-- WORK REQUIRED --
Write out all of the entries that follow, word for word, but skip the pictures.

Dataset items:

__________

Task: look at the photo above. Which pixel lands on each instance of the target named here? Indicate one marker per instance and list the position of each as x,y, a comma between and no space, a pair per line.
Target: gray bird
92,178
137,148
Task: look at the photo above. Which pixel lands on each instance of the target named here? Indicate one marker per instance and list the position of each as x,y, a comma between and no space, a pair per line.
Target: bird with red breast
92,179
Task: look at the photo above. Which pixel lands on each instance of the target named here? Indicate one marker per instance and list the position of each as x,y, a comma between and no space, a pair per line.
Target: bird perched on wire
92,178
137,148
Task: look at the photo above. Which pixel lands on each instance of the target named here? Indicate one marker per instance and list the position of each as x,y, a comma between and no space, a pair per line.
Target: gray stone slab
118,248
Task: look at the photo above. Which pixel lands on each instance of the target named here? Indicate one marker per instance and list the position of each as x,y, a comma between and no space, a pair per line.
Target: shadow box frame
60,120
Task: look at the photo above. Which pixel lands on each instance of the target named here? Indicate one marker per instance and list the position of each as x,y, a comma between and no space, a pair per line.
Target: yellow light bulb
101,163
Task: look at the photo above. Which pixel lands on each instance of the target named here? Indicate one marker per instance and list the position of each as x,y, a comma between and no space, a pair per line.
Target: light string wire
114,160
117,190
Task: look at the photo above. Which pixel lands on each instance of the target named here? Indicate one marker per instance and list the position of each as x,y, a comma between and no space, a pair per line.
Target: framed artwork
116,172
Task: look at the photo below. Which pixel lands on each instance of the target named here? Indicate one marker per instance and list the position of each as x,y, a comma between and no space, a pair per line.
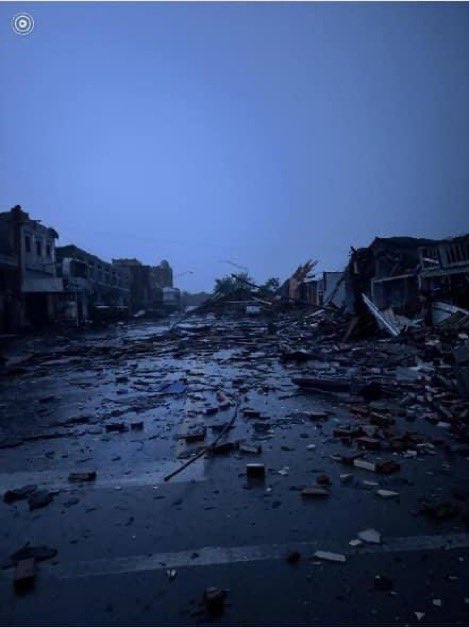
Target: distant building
28,282
142,290
90,282
162,275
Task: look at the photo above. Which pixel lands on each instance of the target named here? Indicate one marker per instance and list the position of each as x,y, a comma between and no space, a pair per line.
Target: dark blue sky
263,134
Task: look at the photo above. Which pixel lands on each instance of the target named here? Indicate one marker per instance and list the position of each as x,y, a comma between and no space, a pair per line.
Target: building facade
89,284
28,282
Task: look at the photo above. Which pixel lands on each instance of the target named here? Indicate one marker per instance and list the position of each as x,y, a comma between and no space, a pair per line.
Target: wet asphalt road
118,536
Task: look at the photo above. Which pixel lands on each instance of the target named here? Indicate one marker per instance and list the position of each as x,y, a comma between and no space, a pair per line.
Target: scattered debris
329,557
19,494
214,600
383,583
255,471
39,499
371,536
387,494
82,476
313,492
25,575
293,557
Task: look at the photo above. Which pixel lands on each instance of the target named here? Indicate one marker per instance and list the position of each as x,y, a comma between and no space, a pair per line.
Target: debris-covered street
326,481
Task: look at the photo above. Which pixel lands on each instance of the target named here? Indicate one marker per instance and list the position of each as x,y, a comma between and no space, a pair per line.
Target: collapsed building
418,278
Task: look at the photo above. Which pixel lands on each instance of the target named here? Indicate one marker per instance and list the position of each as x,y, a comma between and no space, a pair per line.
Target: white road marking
141,475
215,556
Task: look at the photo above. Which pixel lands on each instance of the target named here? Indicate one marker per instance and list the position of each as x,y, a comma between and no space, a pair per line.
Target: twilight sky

__________

-- EXERCISE RESPONSE --
Task: look at the photo above. Which pixel lands on each instance of the target named here? Indicate one marker per instance and list the position of each as x,y, a comma between and no space, a pair per line.
Target: gray bird
92,178
137,148
Task: look at the photo above. Which pixel lands on each instance of the target named here? Indicate one marker per instance and list the position of each as x,y, a comma between and no space, a pair per line.
Target: bird with red breast
92,179
Task: look at the photo above. Which pixel lands on each instance of the target named here? Indicate one marker per instance and list the position of each as x,y, a comma between and no space, a pair per line.
Target: bird perched on wire
92,178
137,148
Task: look at the photo above. Which pixel lands on each instance of the target named here? Indicate one marker per instance and list the position of each as x,y, a comma between and no space, a pair per line.
Target: gray stone slab
118,248
Task: look at the photo above. Which pixel lands on each instance of the target named here? Indicate one marker per instance and list the position of each as x,y, a comma between and no space, a pair per line.
Target: shadow box frame
60,120
Task: look at the photo above. Which pixel lands on each instance of the target named here? Indicate one marker per instance and list the position of each as x,y, a comma between and no space, a pair per line.
Target: yellow light bulb
101,163
Task: look at the photo above. Which pixel lands on each instance of the target named here? Indicate one marker per instance and list the position of each as x,y, a comma between and no space, a pair per line.
Target: light string wire
114,160
117,190
Task: look at the photo above. Which pixel lands on each instance of the target named here? Indicate one marker per instance and list the position of each as x,y, a comma between and no space, a pair per line.
Target: framed artwork
116,172
Task: look at the photo below. Which pixel lands on each instance of the target named here? Indicate one marker per instance and list the position of each as x,y, a comma between and no space, a pair per line.
Target: distant building
28,282
142,290
90,282
162,275
Task: look at the photo above. Which pixel lands on each instance of the target named here? Indicate one marker per instance and list the position of each as x,y, a comma between and no space, a pair per line.
Target: dark blue sky
263,134
Task: look at the photo above. Which pixel lands on each instance of the target named here? Indicate one marker per instance and list the position of each as x,y, a comma between and no space, a pair per line.
Target: building facade
89,284
28,282
Task: look at the photo above. Which pixel lands on each instance of the target named here? Indicate one marker per instance and list the position of each as x,y, a comma between and no space, a pair per line.
Target: wet asphalt road
118,536
Task: look at the photo above. Which pixel lands on each instance of the target named here? Indicate one marker per instance and list the position of each as x,y, a comma between and no space, a pair per line.
Target: scattered debris
329,557
19,494
214,600
383,583
255,471
39,499
371,536
387,494
82,476
313,492
25,575
293,557
Task: look at the photo above. Which pixel lands on each instance of the target named here? Indicate one marker per instance and list the position of each as x,y, a comma between and no space, a pair per line.
Target: debris-covered street
326,481
Task: look at the photo above. Which pixel lands on each instance of the target named here? Indicate one marker per instance and list the position of each as x,y, a comma between and no space, a pair per line.
Target: collapsed building
418,278
Task: look at the photo above. Which pixel lands on each instance of the target named here? Indicate one marker per instance and list the position of each as x,y, a comma between and no space, a pair per line.
Target: white road marking
141,475
215,556
Task: look at the photo above. Which pixel lands on each instance of the target named here? Indicate one marker per instance and list the position of each as x,y, a comma between and no space, a pair per line.
Target: twilight sky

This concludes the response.